TASK OBJECTIVE | Add 66 to every coordinate in the answers, and write out all the data again from the line with "the carport interior" to the line with "[(337, 228)]", both lines included.
=== RECORD LIST ===
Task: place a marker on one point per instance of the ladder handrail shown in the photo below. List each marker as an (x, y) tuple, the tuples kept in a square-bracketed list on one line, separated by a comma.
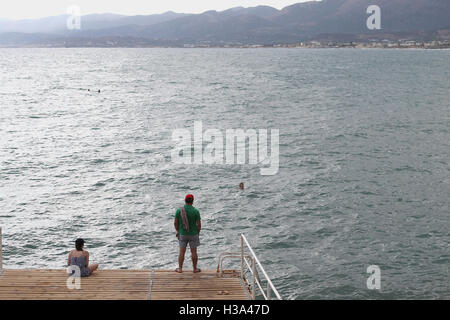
[(270, 285), (1, 251)]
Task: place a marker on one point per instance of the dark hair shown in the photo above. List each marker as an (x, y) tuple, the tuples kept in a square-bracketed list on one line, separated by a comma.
[(79, 244)]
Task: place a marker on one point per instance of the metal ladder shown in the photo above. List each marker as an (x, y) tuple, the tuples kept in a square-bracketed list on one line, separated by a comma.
[(250, 262)]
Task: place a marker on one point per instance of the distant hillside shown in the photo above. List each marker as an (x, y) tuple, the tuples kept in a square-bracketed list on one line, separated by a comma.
[(331, 19)]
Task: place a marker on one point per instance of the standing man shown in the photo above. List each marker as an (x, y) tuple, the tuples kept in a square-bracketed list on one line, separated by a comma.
[(188, 226)]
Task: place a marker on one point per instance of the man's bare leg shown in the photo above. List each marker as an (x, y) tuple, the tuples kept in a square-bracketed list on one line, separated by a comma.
[(194, 259), (181, 260)]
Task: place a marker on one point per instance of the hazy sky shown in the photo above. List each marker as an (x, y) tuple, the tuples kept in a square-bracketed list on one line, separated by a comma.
[(25, 9)]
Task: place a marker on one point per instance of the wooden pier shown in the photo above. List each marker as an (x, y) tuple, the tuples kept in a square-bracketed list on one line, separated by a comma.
[(122, 285)]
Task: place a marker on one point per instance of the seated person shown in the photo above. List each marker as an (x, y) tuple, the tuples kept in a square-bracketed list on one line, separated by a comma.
[(80, 258)]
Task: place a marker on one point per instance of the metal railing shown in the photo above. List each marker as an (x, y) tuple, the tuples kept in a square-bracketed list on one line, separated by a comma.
[(251, 262)]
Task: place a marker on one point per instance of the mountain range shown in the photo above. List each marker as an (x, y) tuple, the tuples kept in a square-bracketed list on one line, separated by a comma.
[(306, 21)]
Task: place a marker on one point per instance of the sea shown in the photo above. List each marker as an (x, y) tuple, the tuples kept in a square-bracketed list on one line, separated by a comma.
[(362, 184)]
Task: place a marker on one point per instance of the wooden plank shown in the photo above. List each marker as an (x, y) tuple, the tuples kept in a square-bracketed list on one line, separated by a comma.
[(120, 285)]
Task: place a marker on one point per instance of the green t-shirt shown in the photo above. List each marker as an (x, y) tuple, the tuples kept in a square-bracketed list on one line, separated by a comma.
[(193, 216)]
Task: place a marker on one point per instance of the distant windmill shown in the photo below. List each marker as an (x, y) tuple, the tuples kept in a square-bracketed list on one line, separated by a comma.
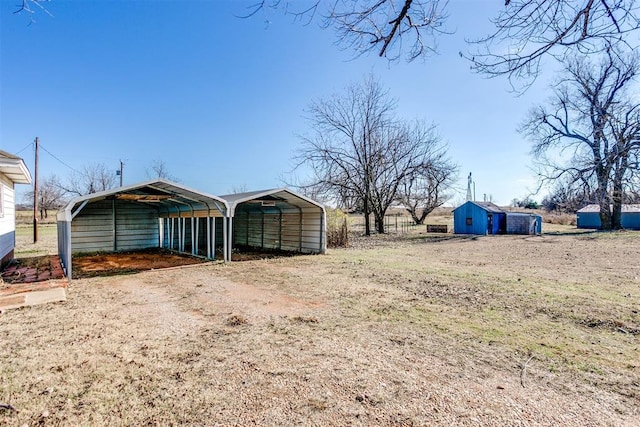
[(470, 195)]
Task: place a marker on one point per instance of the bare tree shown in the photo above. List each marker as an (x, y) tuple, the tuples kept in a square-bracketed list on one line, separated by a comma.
[(359, 152), (29, 7), (390, 28), (91, 179), (589, 131), (528, 30), (50, 196), (159, 169), (428, 186)]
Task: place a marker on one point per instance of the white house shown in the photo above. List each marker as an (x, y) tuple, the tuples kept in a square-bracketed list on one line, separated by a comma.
[(12, 171)]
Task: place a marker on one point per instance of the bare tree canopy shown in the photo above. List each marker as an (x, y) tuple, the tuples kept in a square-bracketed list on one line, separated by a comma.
[(525, 30), (159, 169), (91, 179), (428, 187), (392, 29), (589, 133), (359, 152), (50, 195), (528, 30)]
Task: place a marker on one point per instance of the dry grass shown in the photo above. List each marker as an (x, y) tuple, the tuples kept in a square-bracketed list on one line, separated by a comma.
[(400, 330)]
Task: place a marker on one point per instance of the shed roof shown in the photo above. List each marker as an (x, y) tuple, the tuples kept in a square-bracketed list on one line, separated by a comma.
[(14, 168), (158, 192), (269, 198), (487, 206), (593, 208)]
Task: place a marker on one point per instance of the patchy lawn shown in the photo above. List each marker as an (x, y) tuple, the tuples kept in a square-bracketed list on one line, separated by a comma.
[(413, 330)]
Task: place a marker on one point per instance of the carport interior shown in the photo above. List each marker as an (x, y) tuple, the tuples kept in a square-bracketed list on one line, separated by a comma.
[(157, 214), (276, 220)]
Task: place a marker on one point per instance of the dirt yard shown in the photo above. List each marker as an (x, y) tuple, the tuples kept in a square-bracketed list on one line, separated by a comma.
[(413, 330)]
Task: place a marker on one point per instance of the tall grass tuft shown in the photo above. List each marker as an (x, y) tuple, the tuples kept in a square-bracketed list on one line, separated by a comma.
[(337, 228)]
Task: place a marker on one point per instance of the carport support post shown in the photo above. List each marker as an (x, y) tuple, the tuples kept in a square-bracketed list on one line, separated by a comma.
[(230, 251), (195, 251), (208, 237), (225, 239), (213, 238), (171, 233), (68, 257), (184, 233), (113, 216)]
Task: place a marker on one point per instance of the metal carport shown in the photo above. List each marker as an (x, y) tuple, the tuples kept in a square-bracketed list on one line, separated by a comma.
[(276, 219), (155, 213)]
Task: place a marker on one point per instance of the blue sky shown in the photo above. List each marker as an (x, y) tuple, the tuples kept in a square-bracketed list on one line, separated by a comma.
[(220, 99)]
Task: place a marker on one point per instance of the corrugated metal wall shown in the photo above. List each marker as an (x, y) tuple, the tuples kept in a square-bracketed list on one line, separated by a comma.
[(292, 229), (518, 223), (631, 220), (588, 220), (94, 229)]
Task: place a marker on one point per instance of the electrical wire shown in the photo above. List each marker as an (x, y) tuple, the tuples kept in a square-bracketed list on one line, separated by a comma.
[(25, 147), (55, 157)]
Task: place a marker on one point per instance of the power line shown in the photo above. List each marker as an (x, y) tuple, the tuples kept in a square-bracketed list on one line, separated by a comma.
[(55, 157), (25, 147)]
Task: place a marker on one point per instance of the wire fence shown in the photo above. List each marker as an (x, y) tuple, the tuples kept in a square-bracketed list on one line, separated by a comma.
[(395, 224)]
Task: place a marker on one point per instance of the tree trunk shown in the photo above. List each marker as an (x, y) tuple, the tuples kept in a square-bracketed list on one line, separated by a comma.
[(379, 223), (367, 221), (605, 217), (616, 219)]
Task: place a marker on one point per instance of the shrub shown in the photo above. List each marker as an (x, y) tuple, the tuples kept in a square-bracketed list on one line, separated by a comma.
[(337, 229)]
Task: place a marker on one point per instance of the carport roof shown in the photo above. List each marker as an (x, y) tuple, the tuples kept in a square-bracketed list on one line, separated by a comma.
[(266, 197), (155, 192)]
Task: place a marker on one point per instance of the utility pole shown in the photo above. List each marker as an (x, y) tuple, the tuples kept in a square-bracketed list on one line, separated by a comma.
[(121, 169), (35, 195)]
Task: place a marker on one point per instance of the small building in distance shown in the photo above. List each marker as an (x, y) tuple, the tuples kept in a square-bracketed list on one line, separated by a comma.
[(589, 217), (487, 218), (12, 171)]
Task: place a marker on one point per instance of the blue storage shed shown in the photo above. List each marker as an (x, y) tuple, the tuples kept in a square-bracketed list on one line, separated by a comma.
[(589, 217), (479, 218)]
===
OUTPUT |
Task: place a marker on one point per instance of the carport interior shown in the photo above. List each marker as an (x, y) tuple, the tuples kept in a square-bracketed list on one line, separated by a comma.
[(223, 280), (342, 286)]
Task: place a marker on one point per instance of the dirt yard shown in the photo above. List each marker as an (x, y) tuple, the tuples kept in a square-bracketed list on one line, separated by a comma.
[(479, 396)]
Task: place a marker on one point per instance of the tall grass tuft shown in the photo above. List each marker as an (x, y) tuple, the tuples kept in a square-bracketed list on one line, separated by a comma.
[(403, 294)]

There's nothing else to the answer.